╔══
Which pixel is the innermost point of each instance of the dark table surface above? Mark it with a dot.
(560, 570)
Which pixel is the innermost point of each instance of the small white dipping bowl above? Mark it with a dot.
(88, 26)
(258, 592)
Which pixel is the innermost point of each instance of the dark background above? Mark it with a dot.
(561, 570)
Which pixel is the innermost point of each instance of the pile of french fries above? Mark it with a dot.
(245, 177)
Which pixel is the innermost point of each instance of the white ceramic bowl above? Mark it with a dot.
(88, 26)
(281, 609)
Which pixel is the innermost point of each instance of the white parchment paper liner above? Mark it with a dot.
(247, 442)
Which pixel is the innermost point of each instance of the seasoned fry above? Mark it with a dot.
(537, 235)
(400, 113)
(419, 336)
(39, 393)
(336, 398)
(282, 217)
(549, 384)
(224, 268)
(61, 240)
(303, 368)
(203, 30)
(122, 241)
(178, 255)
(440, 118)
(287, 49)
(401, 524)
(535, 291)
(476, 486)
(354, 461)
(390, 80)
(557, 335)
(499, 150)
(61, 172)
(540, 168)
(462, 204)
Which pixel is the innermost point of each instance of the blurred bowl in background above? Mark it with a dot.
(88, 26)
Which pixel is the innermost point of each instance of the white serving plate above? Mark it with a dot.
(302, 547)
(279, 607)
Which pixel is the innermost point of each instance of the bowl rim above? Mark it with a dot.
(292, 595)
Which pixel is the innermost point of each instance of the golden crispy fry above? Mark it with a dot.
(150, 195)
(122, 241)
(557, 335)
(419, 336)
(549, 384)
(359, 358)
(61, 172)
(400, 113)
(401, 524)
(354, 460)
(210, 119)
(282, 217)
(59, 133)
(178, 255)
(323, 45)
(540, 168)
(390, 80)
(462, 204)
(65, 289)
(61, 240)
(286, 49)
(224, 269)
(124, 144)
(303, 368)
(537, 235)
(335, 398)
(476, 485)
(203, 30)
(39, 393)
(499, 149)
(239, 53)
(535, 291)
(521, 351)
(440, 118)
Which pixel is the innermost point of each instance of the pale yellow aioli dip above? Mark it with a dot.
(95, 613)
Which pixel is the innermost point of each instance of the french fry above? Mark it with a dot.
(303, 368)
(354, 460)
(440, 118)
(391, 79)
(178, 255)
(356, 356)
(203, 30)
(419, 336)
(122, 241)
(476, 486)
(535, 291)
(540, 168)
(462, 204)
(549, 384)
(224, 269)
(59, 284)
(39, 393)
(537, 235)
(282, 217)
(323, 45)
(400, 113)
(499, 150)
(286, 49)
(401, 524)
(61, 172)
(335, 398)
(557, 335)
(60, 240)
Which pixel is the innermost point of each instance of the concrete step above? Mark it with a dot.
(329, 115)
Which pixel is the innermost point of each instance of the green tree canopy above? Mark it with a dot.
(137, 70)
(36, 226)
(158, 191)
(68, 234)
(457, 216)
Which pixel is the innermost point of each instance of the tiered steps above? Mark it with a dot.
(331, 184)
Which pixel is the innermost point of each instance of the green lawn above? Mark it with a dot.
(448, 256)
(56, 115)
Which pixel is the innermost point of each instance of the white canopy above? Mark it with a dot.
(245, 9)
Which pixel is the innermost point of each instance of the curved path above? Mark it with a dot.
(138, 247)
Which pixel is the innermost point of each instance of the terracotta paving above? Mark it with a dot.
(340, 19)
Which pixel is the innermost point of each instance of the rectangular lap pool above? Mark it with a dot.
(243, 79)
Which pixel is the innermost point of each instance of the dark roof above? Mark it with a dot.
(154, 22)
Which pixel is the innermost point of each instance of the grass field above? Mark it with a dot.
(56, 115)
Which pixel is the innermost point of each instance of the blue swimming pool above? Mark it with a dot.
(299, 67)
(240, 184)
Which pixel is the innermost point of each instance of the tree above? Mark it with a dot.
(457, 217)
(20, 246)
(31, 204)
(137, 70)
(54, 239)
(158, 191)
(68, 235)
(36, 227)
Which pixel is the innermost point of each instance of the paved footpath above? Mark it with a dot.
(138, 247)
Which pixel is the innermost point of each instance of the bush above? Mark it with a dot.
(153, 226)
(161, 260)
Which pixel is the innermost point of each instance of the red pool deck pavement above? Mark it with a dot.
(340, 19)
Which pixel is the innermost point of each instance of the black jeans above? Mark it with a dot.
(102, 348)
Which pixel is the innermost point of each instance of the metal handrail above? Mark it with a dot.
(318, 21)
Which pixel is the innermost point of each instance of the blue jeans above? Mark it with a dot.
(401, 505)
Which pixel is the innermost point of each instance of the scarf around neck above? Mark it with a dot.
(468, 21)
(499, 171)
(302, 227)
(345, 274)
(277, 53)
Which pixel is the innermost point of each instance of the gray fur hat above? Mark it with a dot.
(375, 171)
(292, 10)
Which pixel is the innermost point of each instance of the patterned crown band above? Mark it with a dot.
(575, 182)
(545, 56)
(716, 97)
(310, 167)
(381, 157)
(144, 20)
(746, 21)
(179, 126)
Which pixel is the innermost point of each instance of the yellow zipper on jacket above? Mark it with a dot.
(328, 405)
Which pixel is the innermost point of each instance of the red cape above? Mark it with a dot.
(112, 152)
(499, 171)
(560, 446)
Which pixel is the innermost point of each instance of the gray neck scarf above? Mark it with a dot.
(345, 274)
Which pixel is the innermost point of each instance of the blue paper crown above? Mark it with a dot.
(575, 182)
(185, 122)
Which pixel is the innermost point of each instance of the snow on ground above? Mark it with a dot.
╚══
EXERCISE REQUIREMENTS -> Exactly as they stand above, retype all of the records.

SOLUTION TO THIS PROBLEM ->
Which pixel is the innermost point of each instance of the dark table surface above? Mark it with a dot.
(560, 570)
Which pixel is the innermost point of each instance of the small white dipping bowl above? Mark it with a dot.
(88, 26)
(258, 592)
Which pixel is the innermost point of each instance of the dark background above? Mark it with a dot.
(561, 570)
Which pixel is the innermost point of each instance of the pile of french fries above? Mark it with a dot.
(245, 177)
Which pixel is the innermost point of each instance of the white ceramic bowl above? Mark it with a dot.
(88, 26)
(281, 609)
Which pixel is the innermost point of each instance of the white parchment paper liner above? Mark it with a dot.
(247, 442)
Which pixel is the innermost point of each instance of the seasoned fry above? Mark it with a dot.
(537, 235)
(400, 113)
(419, 336)
(39, 393)
(336, 398)
(282, 217)
(549, 384)
(224, 268)
(61, 240)
(303, 368)
(203, 30)
(122, 241)
(178, 255)
(440, 118)
(287, 49)
(401, 524)
(535, 291)
(476, 486)
(354, 461)
(390, 80)
(557, 335)
(499, 150)
(61, 172)
(540, 168)
(462, 204)
Which pixel is the innermost point of each instance of the blurred bowl in background above? Mark it with a dot.
(88, 26)
Which pixel is the innermost point of each instance of the white serving plate above? Mark it with a dot.
(302, 547)
(279, 607)
Which pixel is the innermost point of each instance of the bowl rim above? Mark it with a dot.
(292, 595)
Which pixel is the innermost point of each instance of the golden crispy fry above? Mark it with a dot.
(150, 195)
(122, 241)
(557, 335)
(419, 336)
(549, 384)
(359, 358)
(61, 172)
(400, 113)
(401, 524)
(354, 460)
(210, 119)
(282, 217)
(59, 133)
(178, 255)
(323, 45)
(540, 168)
(390, 80)
(462, 204)
(65, 289)
(61, 240)
(286, 49)
(224, 269)
(124, 144)
(303, 368)
(537, 235)
(335, 398)
(476, 485)
(203, 30)
(39, 393)
(499, 149)
(239, 53)
(535, 291)
(521, 351)
(440, 118)
Which pixel is the innermost point of each instance of the pale yellow aioli dip above? Mark it with a dot.
(95, 613)
Which pixel is the innermost point of each instance of the french fry above? Mark it with a dot.
(303, 368)
(354, 460)
(440, 118)
(391, 79)
(178, 255)
(356, 356)
(203, 30)
(419, 336)
(122, 241)
(476, 486)
(535, 291)
(540, 168)
(462, 204)
(549, 384)
(224, 269)
(59, 284)
(39, 393)
(537, 235)
(282, 217)
(323, 45)
(400, 113)
(499, 150)
(286, 49)
(401, 524)
(61, 172)
(335, 398)
(557, 335)
(60, 240)
Which pixel is the innermost point of each instance of the concrete step above? Mark it with a dot.
(329, 115)
Which pixel is the innermost point of each instance of the green tree canopy above? Mark it with a dot.
(137, 70)
(36, 226)
(158, 191)
(68, 234)
(457, 216)
Which pixel is the innermost point of each instance of the tiered steps above? Mark it with a dot.
(331, 184)
Which pixel is the innermost point of each instance of the green lawn above? Mark it with a dot.
(448, 256)
(56, 115)
Which pixel is the innermost point of each instance of the white canopy above? Mark it with a dot.
(245, 9)
Which pixel is the innermost point of each instance of the curved path above? Mark it with a dot.
(138, 247)
Which pixel is the innermost point of each instance of the terracotta paving above? Mark it with a dot.
(340, 19)
Which pixel is the innermost point of each instance of the rectangular lap pool above? Mark it with a dot.
(243, 79)
Which pixel is the innermost point of each instance of the dark roof above? Mark it with a dot.
(154, 22)
Which pixel is the innermost point of each instance of the grass field above? Mark it with a dot.
(56, 115)
Which pixel is the innermost point of each instance of the blue swimming pool above? Mark it with a dot.
(299, 67)
(240, 184)
Which pixel is the innermost point of each instance of the tree above? Mark it with a dot.
(457, 217)
(20, 246)
(31, 204)
(137, 70)
(54, 239)
(158, 191)
(68, 235)
(36, 227)
Which pixel is the innermost point of each instance of the paved footpath above? Mark it with a dot.
(138, 247)
Which pixel is the innermost point of each instance of the bush above? Mark it with a dot.
(153, 226)
(161, 260)
Which pixel is the innermost point of each instance of the red pool deck pavement above? Mark it with a dot.
(340, 19)
Which pixel is the innermost point of each instance of the black jeans above? Mark it with a dot.
(102, 348)
Which pixel is the innermost point of each instance of the metal handrail above? Mark it with a dot.
(318, 21)
Which pixel is the innermost point of each instance of the blue jeans above? Mark it with a dot.
(401, 505)
Which pixel is the innermost point of each instance of the scarf around neck above? Mark it with a dot.
(468, 21)
(499, 171)
(302, 227)
(345, 274)
(277, 53)
Which pixel is the innermost point of each instance of the gray fur hat above? Mark it with a dot.
(375, 171)
(292, 10)
Which pixel is the innermost point of each instance of the patterned crown band above? Mark it with a dot.
(575, 182)
(545, 56)
(716, 97)
(310, 167)
(381, 157)
(144, 20)
(746, 21)
(179, 126)
Which pixel is the innermost point of each instance of the yellow zipper on jacket above? Mark it with a dot.
(328, 405)
Which pixel is the innermost point of each instance of the red cape above? Mark it with a dot.
(112, 152)
(499, 171)
(560, 446)
Which pixel is the innermost point of each instance of the gray neck scarf above? Mark it with a dot.
(345, 274)
Which pixel is the innermost point of each instance of the blue paper crown above? Mark it with a dot.
(575, 182)
(185, 122)
Which pixel is the innermost point of each instance of the snow on ground above? Mark it with a dot.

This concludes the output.